▶ Activity:
Within the records, find every line that includes the word "below" and copy it.

(Available data begins)

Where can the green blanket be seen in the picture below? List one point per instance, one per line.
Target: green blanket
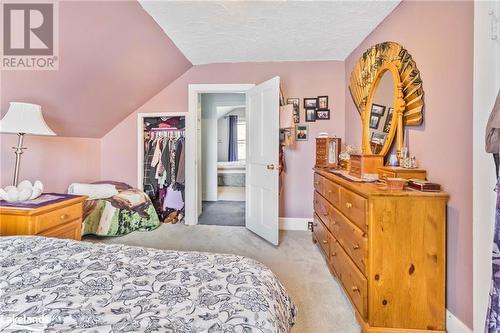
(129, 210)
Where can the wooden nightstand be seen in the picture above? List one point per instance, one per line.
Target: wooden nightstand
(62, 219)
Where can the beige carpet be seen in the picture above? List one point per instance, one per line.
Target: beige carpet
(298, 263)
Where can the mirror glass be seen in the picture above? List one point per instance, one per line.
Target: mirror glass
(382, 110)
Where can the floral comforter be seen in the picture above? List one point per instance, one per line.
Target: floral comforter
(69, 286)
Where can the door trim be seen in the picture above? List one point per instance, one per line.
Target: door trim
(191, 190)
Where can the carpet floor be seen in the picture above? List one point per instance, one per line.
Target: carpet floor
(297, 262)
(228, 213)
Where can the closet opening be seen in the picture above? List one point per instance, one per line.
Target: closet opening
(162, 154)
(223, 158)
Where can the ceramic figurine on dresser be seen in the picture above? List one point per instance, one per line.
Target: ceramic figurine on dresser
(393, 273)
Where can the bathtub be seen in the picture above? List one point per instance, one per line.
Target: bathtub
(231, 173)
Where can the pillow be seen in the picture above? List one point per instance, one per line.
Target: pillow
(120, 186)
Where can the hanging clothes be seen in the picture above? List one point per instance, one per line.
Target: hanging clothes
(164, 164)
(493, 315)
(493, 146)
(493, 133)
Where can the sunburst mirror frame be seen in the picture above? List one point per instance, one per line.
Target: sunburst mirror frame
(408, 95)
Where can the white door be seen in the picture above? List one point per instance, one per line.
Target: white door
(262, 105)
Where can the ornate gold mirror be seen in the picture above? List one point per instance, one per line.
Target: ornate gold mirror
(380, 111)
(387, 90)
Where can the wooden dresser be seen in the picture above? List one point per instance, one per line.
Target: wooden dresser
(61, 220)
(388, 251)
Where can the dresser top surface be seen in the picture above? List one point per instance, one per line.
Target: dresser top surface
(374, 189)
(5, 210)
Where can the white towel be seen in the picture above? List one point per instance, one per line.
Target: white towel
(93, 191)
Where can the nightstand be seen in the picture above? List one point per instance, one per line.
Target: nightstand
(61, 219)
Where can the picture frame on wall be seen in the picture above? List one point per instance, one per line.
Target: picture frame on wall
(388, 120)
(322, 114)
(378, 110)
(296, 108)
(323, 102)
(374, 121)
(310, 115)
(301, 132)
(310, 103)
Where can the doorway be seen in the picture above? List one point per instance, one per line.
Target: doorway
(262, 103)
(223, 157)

(Available data ends)
(Available data begins)

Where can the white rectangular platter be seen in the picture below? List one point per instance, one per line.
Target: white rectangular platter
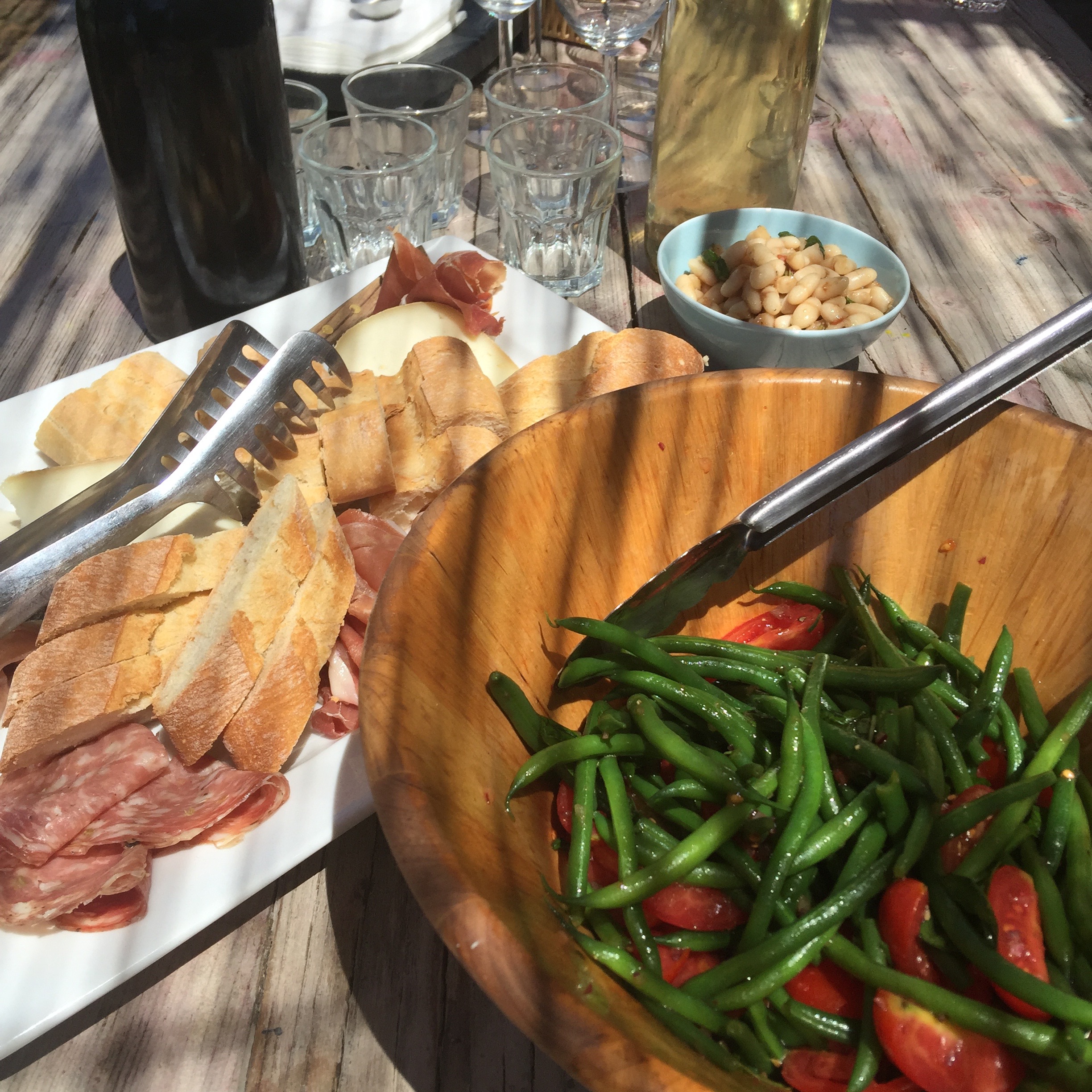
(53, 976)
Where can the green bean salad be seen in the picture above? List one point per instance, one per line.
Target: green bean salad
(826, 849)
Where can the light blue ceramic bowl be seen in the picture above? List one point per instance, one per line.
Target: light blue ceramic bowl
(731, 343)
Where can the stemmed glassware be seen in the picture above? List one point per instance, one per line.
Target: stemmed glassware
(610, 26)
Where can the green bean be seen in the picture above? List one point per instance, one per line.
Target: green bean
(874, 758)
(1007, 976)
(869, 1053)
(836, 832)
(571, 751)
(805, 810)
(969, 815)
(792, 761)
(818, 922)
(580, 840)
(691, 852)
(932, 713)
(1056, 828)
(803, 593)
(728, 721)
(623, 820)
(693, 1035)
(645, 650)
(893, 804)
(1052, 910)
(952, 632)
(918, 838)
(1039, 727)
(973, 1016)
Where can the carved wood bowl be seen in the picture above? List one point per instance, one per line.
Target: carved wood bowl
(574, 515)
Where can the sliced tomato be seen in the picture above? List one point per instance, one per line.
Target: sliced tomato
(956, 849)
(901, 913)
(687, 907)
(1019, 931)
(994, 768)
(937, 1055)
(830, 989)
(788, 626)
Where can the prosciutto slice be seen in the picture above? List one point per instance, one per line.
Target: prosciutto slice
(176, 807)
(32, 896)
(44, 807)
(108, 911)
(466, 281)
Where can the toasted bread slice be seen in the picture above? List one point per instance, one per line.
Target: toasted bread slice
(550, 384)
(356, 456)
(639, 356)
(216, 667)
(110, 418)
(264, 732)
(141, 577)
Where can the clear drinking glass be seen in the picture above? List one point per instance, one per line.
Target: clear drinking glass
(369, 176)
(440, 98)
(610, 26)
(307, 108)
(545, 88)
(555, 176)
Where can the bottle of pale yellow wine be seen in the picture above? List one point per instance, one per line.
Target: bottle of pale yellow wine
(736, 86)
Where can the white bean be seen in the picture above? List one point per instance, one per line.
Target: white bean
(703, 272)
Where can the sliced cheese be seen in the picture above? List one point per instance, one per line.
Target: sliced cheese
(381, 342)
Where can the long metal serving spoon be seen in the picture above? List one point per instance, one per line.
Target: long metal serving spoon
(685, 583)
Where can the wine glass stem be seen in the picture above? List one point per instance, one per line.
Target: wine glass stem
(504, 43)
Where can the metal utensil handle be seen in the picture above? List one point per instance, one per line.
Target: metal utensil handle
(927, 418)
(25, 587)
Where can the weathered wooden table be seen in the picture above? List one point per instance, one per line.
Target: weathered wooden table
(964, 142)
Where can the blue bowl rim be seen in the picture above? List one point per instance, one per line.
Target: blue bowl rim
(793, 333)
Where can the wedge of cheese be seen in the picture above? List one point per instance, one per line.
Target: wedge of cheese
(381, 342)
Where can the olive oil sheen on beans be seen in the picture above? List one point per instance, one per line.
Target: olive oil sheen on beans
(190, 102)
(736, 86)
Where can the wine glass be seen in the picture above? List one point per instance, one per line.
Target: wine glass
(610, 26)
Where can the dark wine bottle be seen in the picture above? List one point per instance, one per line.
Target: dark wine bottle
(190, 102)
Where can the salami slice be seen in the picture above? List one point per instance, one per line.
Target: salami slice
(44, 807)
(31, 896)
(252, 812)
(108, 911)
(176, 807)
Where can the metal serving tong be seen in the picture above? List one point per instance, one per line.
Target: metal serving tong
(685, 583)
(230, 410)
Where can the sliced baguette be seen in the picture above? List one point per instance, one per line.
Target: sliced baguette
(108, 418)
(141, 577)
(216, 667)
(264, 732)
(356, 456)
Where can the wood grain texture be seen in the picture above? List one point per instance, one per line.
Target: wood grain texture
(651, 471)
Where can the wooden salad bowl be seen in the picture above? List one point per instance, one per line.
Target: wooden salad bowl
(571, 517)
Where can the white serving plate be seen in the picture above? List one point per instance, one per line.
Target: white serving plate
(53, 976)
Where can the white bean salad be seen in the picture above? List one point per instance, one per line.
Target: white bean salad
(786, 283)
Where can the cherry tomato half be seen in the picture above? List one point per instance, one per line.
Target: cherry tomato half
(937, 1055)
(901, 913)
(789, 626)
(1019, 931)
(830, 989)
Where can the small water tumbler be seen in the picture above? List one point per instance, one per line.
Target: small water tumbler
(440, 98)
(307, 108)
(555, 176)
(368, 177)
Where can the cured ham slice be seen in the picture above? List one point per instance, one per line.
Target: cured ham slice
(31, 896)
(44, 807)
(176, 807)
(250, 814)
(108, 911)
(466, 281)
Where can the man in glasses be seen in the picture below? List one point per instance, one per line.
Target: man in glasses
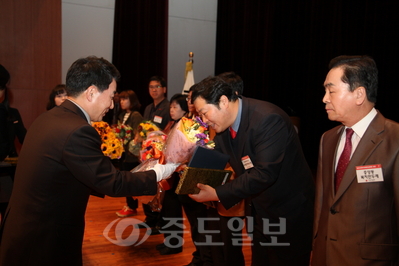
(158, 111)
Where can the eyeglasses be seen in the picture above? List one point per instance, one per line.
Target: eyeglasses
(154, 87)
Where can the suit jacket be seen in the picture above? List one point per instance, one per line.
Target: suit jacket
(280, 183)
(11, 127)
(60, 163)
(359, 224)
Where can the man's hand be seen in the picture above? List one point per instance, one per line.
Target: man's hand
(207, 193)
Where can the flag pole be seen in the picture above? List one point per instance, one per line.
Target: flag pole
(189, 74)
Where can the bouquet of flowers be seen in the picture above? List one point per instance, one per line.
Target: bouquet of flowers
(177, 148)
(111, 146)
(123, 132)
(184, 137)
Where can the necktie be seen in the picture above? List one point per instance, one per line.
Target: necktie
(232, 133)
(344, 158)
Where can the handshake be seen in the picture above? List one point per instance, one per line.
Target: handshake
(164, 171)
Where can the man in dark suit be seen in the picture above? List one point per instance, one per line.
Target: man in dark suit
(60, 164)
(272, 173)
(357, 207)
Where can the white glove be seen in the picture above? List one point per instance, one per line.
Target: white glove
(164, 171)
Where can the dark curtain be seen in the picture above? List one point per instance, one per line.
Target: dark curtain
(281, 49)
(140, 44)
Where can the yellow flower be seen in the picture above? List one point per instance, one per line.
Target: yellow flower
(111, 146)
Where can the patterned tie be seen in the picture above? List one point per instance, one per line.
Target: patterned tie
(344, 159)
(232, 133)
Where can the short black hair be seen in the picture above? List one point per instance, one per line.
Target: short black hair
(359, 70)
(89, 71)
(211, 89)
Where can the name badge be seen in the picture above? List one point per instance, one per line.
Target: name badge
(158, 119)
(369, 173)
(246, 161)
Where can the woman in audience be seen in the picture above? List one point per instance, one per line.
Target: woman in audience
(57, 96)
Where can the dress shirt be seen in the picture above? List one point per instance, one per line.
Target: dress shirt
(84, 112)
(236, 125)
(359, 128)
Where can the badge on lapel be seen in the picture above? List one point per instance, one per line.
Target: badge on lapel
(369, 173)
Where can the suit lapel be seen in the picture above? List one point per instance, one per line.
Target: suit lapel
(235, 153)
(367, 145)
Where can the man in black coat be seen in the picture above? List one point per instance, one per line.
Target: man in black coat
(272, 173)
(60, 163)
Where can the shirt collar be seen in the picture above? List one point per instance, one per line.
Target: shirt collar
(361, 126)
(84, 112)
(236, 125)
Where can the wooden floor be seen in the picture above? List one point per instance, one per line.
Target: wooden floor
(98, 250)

(Available data ends)

▶ Problem solution:
Where can the green blanket be seen in the picture below? List one point per instance, one per line.
Where can the white rectangular platter be seen in the picture below? List one point per instance, one per line.
Where can the man in glasses be seen in the picture below? List one point per instance, one per line.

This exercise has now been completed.